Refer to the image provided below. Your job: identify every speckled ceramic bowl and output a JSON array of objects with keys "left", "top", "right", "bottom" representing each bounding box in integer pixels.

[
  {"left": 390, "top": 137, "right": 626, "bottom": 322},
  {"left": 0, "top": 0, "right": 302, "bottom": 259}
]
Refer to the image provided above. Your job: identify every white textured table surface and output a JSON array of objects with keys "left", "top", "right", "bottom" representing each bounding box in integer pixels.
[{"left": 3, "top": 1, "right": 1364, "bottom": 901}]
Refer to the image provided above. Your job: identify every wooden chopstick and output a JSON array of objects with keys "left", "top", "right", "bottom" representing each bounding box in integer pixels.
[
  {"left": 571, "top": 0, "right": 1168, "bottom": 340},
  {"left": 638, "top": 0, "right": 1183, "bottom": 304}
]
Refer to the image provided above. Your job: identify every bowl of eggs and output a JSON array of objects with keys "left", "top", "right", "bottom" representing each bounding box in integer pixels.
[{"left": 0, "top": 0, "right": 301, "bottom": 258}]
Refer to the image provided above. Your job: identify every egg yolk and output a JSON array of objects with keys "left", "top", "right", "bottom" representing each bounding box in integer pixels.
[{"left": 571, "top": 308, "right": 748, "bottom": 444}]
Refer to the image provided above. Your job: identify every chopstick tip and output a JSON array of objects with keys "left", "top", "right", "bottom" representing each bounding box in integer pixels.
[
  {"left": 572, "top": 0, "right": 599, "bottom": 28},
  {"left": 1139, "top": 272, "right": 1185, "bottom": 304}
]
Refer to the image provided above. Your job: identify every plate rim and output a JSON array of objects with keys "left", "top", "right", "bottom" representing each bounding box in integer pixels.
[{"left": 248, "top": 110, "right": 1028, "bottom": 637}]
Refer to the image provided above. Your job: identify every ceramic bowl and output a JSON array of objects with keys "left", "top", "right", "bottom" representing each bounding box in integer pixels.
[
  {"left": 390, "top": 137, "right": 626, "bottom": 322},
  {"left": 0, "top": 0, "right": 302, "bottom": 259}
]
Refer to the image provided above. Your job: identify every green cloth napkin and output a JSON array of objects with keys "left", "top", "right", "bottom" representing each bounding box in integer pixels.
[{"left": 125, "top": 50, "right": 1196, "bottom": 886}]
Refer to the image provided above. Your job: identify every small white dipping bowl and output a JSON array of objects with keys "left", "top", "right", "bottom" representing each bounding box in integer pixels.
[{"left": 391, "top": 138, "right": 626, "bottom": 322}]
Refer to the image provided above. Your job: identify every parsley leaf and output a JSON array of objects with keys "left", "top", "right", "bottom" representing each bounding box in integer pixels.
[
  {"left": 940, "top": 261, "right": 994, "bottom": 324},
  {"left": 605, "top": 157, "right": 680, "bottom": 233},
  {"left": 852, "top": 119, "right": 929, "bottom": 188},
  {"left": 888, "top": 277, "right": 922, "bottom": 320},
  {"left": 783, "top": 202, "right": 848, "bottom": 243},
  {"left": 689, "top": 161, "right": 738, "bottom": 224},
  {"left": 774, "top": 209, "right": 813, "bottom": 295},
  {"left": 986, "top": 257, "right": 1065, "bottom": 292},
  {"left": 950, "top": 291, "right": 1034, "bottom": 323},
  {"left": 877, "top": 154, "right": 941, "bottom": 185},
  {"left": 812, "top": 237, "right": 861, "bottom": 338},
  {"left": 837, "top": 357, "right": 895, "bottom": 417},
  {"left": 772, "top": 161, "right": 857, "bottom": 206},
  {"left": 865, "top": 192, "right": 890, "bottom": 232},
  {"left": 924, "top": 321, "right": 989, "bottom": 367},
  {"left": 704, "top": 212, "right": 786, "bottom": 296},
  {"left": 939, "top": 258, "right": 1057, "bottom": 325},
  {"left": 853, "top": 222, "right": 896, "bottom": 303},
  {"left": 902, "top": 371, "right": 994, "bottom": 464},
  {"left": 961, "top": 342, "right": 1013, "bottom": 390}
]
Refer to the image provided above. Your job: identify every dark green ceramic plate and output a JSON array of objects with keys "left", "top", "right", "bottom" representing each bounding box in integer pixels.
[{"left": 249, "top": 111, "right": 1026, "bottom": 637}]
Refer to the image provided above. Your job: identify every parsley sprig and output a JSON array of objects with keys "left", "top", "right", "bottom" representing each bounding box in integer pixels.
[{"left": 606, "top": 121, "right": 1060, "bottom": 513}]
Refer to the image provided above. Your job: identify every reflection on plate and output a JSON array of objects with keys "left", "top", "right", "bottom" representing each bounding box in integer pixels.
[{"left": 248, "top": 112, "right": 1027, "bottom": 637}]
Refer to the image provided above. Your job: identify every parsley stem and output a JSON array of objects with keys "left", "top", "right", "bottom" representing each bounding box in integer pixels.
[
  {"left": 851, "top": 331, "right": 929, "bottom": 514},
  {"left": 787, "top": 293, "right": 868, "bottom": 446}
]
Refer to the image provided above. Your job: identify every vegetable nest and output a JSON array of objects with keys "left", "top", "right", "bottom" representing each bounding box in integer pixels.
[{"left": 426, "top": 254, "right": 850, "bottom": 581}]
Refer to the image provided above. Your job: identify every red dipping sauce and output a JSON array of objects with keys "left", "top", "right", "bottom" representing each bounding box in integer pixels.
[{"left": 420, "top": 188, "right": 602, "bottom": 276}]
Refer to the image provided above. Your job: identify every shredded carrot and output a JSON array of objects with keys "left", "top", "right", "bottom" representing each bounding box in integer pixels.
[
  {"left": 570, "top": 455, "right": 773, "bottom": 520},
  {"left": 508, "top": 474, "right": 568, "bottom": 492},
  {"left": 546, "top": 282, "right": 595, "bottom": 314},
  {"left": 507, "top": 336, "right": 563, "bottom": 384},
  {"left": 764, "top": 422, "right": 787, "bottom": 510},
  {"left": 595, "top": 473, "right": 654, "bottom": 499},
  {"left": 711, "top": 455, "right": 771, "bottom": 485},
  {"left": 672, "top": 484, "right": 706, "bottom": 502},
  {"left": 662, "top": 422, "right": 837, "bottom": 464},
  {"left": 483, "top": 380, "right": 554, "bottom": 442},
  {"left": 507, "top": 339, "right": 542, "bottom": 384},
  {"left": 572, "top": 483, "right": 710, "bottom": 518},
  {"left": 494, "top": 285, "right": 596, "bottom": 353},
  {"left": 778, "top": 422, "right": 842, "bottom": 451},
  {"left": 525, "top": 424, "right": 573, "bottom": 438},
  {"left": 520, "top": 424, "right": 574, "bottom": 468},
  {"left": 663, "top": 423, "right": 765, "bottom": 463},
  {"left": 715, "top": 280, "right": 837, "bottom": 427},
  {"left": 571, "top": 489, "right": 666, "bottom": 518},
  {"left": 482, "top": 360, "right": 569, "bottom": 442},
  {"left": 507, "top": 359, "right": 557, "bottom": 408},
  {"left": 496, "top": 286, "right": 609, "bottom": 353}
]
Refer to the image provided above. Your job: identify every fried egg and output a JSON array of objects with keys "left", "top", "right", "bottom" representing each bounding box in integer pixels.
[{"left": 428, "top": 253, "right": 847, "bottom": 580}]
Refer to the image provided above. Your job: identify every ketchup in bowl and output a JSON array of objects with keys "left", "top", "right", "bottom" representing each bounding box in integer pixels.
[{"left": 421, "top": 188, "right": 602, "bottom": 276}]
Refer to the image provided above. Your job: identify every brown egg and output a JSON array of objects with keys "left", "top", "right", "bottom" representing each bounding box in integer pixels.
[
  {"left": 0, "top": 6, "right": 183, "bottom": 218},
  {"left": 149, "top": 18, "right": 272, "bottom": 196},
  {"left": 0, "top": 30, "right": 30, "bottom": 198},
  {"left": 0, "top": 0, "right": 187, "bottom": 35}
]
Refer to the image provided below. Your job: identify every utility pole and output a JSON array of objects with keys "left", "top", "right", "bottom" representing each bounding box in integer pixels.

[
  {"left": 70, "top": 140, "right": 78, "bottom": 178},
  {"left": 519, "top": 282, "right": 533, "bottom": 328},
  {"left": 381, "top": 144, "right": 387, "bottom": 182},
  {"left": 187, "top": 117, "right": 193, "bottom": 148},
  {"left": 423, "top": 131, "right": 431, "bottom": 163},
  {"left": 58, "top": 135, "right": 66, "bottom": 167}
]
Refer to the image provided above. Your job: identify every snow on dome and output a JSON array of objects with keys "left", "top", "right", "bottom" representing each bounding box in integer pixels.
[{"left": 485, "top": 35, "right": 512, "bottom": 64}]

- - - - -

* TASK REQUIREMENTS
What are the lines from the one containing "identify every brown" through the end of the material? Reproduce them exactly, both ends included, with nothing added.

* FINISHED EXERCISE
Refer to the image provided above. Your job: identify every brown egg and output a JSON array of objects with keys "left", "top", "right", "bottom" representing each bounding box in integer pixels.
[
  {"left": 0, "top": 6, "right": 183, "bottom": 218},
  {"left": 149, "top": 18, "right": 272, "bottom": 196},
  {"left": 0, "top": 30, "right": 30, "bottom": 198},
  {"left": 0, "top": 0, "right": 187, "bottom": 35}
]
Refer to the image provided below. Your job: identify every utility pole and output a JSON array of objects with keys "left", "top", "right", "bottom" representing each bounding box in integer pixels.

[
  {"left": 70, "top": 140, "right": 78, "bottom": 178},
  {"left": 519, "top": 282, "right": 533, "bottom": 328},
  {"left": 381, "top": 144, "right": 387, "bottom": 182},
  {"left": 187, "top": 117, "right": 193, "bottom": 148},
  {"left": 423, "top": 131, "right": 431, "bottom": 163},
  {"left": 58, "top": 135, "right": 66, "bottom": 167}
]
Refer to the image provided above. Your job: identify every snow on dome and output a JSON array of objects with keys "left", "top", "right", "bottom" representing each bounding box in integer pixels.
[{"left": 485, "top": 35, "right": 512, "bottom": 64}]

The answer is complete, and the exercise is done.